+++ Supplied data +++

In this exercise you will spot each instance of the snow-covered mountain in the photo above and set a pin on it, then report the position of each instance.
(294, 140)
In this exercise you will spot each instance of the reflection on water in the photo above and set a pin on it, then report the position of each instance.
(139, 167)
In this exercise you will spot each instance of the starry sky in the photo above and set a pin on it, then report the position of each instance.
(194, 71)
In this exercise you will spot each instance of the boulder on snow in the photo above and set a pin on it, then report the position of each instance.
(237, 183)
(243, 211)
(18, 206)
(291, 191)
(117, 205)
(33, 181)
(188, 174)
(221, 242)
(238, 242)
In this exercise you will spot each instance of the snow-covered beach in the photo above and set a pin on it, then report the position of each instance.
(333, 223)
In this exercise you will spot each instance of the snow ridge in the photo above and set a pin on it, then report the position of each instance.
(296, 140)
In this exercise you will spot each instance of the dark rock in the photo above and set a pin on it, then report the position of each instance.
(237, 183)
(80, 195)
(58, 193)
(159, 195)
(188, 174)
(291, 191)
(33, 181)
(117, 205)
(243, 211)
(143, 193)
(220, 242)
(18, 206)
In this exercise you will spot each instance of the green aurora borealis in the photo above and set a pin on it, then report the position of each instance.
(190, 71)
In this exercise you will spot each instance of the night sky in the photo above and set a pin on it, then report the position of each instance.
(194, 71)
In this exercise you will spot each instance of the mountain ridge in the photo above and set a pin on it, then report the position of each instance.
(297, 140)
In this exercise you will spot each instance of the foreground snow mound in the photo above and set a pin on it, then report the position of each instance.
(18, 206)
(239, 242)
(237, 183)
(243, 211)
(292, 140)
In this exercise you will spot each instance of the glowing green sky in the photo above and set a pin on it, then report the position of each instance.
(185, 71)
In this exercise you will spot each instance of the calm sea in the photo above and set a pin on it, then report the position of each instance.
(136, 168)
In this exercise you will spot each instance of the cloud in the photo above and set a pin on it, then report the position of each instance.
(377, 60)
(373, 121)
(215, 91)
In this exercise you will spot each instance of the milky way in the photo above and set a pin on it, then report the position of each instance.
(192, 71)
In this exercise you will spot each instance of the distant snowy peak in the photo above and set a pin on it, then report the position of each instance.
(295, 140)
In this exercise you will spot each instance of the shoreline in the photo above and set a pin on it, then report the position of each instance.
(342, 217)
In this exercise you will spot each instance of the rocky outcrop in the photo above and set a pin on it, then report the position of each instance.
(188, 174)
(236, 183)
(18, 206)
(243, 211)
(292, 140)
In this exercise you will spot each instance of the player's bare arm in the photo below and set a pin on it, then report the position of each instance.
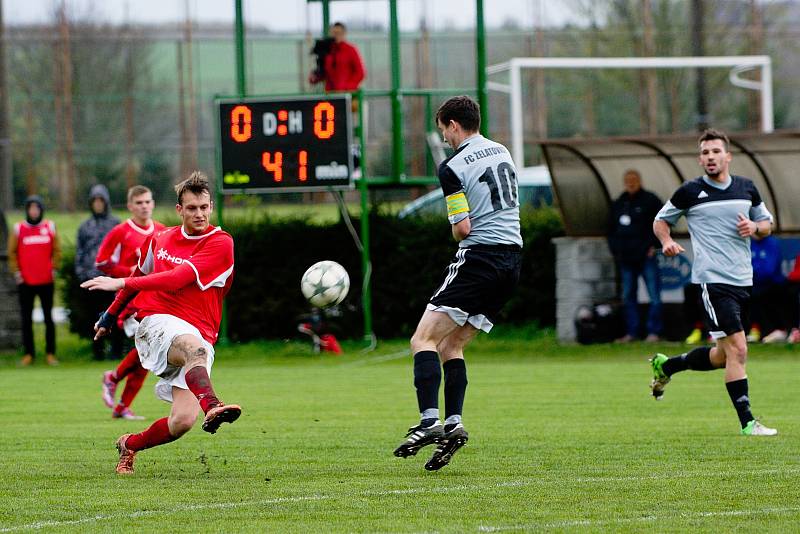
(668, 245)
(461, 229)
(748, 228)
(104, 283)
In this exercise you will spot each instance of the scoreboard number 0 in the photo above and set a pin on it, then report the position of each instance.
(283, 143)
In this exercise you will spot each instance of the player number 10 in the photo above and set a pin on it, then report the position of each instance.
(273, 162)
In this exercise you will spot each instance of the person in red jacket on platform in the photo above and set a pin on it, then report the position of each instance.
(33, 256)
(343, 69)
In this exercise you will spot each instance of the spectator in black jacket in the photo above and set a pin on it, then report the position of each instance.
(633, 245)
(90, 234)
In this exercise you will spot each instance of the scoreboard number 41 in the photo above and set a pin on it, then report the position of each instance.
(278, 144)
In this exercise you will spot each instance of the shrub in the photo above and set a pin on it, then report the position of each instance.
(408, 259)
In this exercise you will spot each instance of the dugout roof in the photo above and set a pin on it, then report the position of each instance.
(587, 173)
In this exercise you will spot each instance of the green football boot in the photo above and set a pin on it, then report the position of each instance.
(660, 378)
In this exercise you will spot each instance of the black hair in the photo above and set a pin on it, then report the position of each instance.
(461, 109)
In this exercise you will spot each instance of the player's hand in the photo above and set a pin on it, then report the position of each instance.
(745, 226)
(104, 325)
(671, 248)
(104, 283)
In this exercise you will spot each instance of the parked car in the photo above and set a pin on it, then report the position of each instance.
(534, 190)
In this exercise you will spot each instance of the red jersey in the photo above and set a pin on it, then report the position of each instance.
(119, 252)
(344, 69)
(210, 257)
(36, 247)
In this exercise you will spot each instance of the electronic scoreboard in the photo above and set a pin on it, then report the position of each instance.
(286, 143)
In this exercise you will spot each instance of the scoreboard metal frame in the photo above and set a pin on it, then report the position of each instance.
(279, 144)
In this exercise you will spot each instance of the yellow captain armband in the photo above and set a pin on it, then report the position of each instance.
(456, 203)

+++
+++ Supplied data +++

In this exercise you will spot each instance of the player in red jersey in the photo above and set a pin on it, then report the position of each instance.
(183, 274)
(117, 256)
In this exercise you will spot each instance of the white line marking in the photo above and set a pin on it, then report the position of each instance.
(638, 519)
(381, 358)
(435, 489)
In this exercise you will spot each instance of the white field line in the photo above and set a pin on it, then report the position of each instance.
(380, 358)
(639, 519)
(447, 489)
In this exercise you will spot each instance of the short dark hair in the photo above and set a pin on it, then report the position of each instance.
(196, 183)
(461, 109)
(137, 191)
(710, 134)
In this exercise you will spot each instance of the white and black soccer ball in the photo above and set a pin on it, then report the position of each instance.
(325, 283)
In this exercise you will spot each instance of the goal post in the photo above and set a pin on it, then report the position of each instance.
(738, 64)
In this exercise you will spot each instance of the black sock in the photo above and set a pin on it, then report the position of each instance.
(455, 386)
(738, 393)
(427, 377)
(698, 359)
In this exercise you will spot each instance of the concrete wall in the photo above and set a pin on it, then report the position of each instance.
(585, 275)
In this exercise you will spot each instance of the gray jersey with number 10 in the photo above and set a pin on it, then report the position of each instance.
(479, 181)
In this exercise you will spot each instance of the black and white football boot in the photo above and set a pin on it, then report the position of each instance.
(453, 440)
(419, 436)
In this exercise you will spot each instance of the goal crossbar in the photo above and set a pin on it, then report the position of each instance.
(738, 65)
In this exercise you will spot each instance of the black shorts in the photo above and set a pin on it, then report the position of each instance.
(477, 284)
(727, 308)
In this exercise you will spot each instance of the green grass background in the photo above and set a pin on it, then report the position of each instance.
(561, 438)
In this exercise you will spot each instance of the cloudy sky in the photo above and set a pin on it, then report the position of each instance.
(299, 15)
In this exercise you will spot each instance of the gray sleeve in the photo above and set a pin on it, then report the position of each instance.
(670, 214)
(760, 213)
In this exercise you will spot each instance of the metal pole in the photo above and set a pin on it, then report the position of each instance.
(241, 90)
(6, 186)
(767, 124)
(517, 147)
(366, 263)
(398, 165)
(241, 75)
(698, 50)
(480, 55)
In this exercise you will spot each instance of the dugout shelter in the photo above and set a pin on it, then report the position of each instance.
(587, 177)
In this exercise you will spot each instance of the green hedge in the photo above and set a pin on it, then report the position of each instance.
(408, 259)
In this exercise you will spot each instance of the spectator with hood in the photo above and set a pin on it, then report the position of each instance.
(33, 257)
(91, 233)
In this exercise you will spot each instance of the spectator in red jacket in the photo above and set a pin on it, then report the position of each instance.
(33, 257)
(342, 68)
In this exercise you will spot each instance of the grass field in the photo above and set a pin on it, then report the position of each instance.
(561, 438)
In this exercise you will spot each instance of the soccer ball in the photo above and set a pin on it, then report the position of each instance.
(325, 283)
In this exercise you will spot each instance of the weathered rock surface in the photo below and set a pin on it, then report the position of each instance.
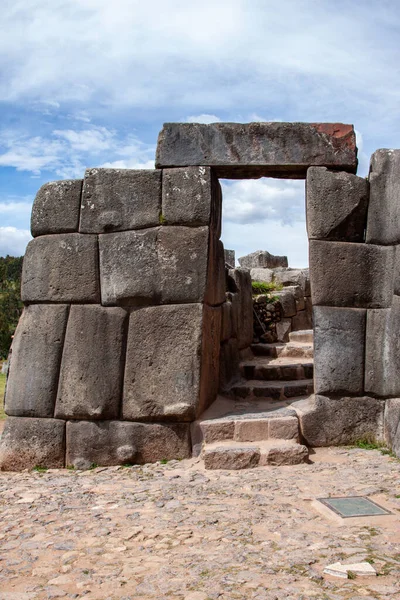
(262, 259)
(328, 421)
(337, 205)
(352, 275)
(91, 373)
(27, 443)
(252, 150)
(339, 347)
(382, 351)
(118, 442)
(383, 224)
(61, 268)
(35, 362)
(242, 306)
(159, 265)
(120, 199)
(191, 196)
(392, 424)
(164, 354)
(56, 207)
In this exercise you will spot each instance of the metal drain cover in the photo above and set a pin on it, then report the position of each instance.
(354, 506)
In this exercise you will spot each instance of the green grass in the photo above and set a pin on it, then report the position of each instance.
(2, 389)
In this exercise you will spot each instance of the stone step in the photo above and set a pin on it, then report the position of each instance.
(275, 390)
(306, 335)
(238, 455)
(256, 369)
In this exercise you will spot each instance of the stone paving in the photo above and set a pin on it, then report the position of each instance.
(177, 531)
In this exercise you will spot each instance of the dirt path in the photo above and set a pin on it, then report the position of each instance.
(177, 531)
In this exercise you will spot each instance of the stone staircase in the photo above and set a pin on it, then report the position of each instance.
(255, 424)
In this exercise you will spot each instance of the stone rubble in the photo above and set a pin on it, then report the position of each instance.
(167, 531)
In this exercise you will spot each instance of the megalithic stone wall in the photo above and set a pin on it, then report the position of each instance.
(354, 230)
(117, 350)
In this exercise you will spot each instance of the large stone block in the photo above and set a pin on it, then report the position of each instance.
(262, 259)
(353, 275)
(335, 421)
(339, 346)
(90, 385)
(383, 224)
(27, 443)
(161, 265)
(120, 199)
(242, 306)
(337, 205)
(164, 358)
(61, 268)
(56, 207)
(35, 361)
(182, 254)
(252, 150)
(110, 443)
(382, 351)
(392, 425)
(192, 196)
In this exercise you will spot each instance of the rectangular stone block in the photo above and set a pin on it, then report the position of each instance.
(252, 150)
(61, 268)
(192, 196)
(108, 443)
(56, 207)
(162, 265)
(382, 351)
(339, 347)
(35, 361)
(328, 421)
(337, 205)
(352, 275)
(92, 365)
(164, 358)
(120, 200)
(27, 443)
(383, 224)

+++

> Directions for this task
Report every line of the records above that contains the word "dugout", copying each line in full. Case counts.

> Solution
In this exercise you will spot each instance of the dugout roof in the photo above and set a pin on it, then report the position of each instance.
In this exercise you will spot each instance of the dugout shelter in the photo above and set a pin on it, then report the position of each instance.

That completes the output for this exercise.